---------- DOCUMENT SECTION ----------

The major societal impact of functional visual loss is financial, in the form of undeserved benefits paid for fraudulent claims, missed work, and unnecessary testing. Most of the patients in Keltner’s series were unemployed. Convincing the examiner of a visual defect could result in a lifetime disability check as opposed to either dependency on public assistance or an ultimate need to secure employment. Keltner et al., noted that as many as one-third of claims from the Workers’ Compensation program may have been fraudulent. The problem is likely one that costs society millions of dollars per year. Ophthalmologists and optometrists can declare a patient legally blind; because of the financial impact they are obligated to be absolutely certain that functional visual loss is not present.




Functional Visual Loss in Children


The presentation of functional visual loss in children is often different from that in adults. First, the clinical suspicion for true or organic vision loss in children must be higher since the pediatric eye examination may be marked by poor cooperation or a lack of understanding of test procedures. Even when functional visual loss is “confidently” diagnosed, the patients must be followed closely for development of organic findings over time. Second, malingering, confrontational behavior, and pending insurance claims are infrequent in children. Lastly, children are less sophisticated and highly suggestible.


Clinical Setting


Functional visual loss has been estimated to occur in approximately 1 child per 1000 per year, and the most commonly encountered demographic group is pubescent girls (ages 9–11 years). There are often other accompanying symptoms such as headache, eye pain, and face pain. As with adults, functional visual loss may accompany organic visual loss.


Causes


Mantyjarvi found that only a few children had an underlying psychological illness causing the functional visual loss. In some children functional visual loss resulted from a lack of parental attention or conflict with parents. Divorce or relocation to a different school or city are common external stresses. Although not malingering, many children realize the secondary gain of increased parental attention as a result of their complaints of defective vision. In others, deterioration in school performance may trigger complaints of functional visual loss. In this setting there is often a mismatch between visual difficulty encountered at school and that noted at home. For instance, when the child is observed unknowingly, there may be no visual difficulty watching television or at play. Similar behavior may be seen in children who desire glasses because their friends have them.


A true conversion disorder may be present when the child is conscious neither of the loss of function nor of the potential secondary gain. Thus the functional visual loss allows the child to avoid a situation in which conflict occurs. Physicians should be alerted to the possibility of childhood physical or sexual abuse in this setting. In unusual circumstances, a parent drives the complaint of functional visual loss, thereby indirectly assuming the sick role ( Munchausen by proxy ).

---------- EXERCISE DATA ----------

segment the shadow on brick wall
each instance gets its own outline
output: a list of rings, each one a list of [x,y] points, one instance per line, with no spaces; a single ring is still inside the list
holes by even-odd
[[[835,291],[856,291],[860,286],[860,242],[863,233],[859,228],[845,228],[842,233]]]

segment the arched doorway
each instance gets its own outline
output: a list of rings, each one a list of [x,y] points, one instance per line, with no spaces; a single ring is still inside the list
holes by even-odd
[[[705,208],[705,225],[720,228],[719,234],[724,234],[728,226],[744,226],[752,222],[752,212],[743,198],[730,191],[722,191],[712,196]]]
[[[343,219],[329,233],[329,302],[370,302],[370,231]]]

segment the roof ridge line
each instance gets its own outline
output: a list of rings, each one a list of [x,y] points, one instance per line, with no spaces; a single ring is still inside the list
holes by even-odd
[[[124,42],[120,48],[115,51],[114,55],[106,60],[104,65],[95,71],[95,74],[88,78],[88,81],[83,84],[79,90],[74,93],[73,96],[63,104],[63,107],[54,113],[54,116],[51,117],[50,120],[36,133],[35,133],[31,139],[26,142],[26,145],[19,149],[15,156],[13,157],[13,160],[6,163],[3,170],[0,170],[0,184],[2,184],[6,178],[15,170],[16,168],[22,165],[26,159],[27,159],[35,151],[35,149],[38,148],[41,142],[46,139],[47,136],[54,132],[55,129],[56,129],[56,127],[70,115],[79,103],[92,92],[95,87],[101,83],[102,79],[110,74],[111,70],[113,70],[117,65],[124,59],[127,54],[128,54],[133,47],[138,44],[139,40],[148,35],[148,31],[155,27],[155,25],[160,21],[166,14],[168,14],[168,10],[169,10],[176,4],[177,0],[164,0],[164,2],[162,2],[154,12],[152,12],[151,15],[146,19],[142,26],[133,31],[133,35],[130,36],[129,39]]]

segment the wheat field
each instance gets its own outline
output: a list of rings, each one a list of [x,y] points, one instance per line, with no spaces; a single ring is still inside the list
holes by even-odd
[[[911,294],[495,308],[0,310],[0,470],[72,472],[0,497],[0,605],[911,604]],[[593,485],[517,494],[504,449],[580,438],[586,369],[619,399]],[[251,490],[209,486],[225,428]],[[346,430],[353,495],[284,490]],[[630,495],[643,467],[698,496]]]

----------

§ **WORK ORDER 1**:
Answer the following from the text on functional visual loss:
(a) According to Keltner et al., what share of claims from the Workers' Compensation program may have been fraudulent?
(b) How often is functional visual loss estimated to occur in children?
(c) What term does the text give for a parent driving the complaint of functional visual loss?
§ **WORK ORDER 2**: Extract from the text on functional visual loss, word for word, the part that opens with the words containing "Mantyjarvi found that" and closes with "friends have them.".
§ **WORK ORDER 3**: Extend the text on functional visual loss with new material that follows its final sentence.

§ **TASK ANSWER 1**:
(a) As many as one-third.
(b) Approximately 1 child per 1000 per year.
(c) Munchausen by proxy.

§ **TASK ANSWER 2**:
Mantyjarvi found that only a few children had an underlying psychological illness causing the functional visual loss. In some children functional visual loss resulted from a lack of parental attention or conflict with parents. Divorce or relocation to a different school or city are common external stresses. Although not malingering, many children realize the secondary gain of increased parental attention as a result of their complaints of defective vision. In others, deterioration in school performance may trigger complaints of functional visual loss. In this setting there is often a mismatch between visual difficulty encountered at school and that noted at home. For instance, when the child is observed unknowingly, there may be no visual difficulty watching television or at play. Similar behavior may be seen in children who desire glasses because their friends have them.

§ **TASK ANSWER 3**:
Approach to the Patient With Functional Visual Loss


Subjectivity


Every measure of visual function that requires the patient to respond or describe something is, by definition, subjective. In other words, patient cooperation and effort are required to obtain optimal results, especially with regard to testing of visual acuity, stereopsis, color vision, and visual fields.


Diagnosis


The diagnosis of functional visual loss is suggested when the examiner can demonstrate that a patient’s behavior and responses to testing are inconsistent with an organic lesion. The diagnosis is confirmed when the examiner is able to prove, by some of the methods described later, that the patient has better vision than he or she claims. Although often tempting, the diagnosis of functional visual loss should not be made unless normal acuity and visual fields can be established and the pupillary and ophthalmoscopic examinations are also normal.


Alteration of the Patient–Physician Relationship


Often the examiner can immediately recognize that a patient’s behavior is inappropriate. This type of behavior frequently suggests the vision loss is functional and often sets the tone of the patient–physician interaction. The patient may be overly stoic or dramatic. Hostile, suspicious, flirtatious, or excessively cooperative behavior should make the examiner suspicious of functional visual loss. However, prejudices should not interfere with or alter the examiner’s empathetic attitude. The caring and genuinely concerned examiner will be the most successful at applying the tests that ultimately prove functional visual loss. Disbelieving or confrontational behavior is likely to make the patient uncooperative with testing.




Patterns of Functional Visual Loss


In most patients with nonorganic loss of vision, acuity and visual fields are both affected to some extent. However, several studies have suggested that the most common pattern is visual acuity loss with normal visual fields. Although it is somewhat artificial, the various techniques used to identify functional visual loss are described according to the level of visual dysfunction and whether the visual loss is monocular or binocular. It is essential that the examiner becomes familiar and comfortable with a few of the techniques that are used to identify functional visual loss. The testing should be performed in a routine and skillful manner without making the patient suspicious that the agenda is to prove functional visual loss.


It is important for the reader to note that while these techniques aim to prove that the vision is better than the patient claims, some of them are able to establish the actual level of vision in the supposed bad eye or eyes.


Total Blindness


Observation . Throughout the course of the doctor–patient encounter the examiner must carefully observe the patient for behavior incompatible with the degree of alleged vision loss. Truly blind persons will always proceed cautiously around office furniture and equipment. They feel their way, and they will often bump into objects. Patients with functional visual loss, particularly deliberate malingerers, will move quickly and purposely bump objects but never fall or harm themselves. The examiner might intentionally line up the room with obstacles in the patient’s direct path to see how he or she navigates the room. Most truly blind patients will look in the direction of the examiner’s voice. The deliberate malingerer might not look at or may even avoid eye contact with the examiner, assuming that without vision, auditory clues would be inadequate to locate the other individuals in the room. Patients with functional vision loss may wear sunglasses for no apparent reason, and such individuals have a high rate of seeking secondary gain and often a diffusely positive review of systems. We have seen patients who took on the physical appearance, behavior, and head movements of famous blind people commonly seen in the media.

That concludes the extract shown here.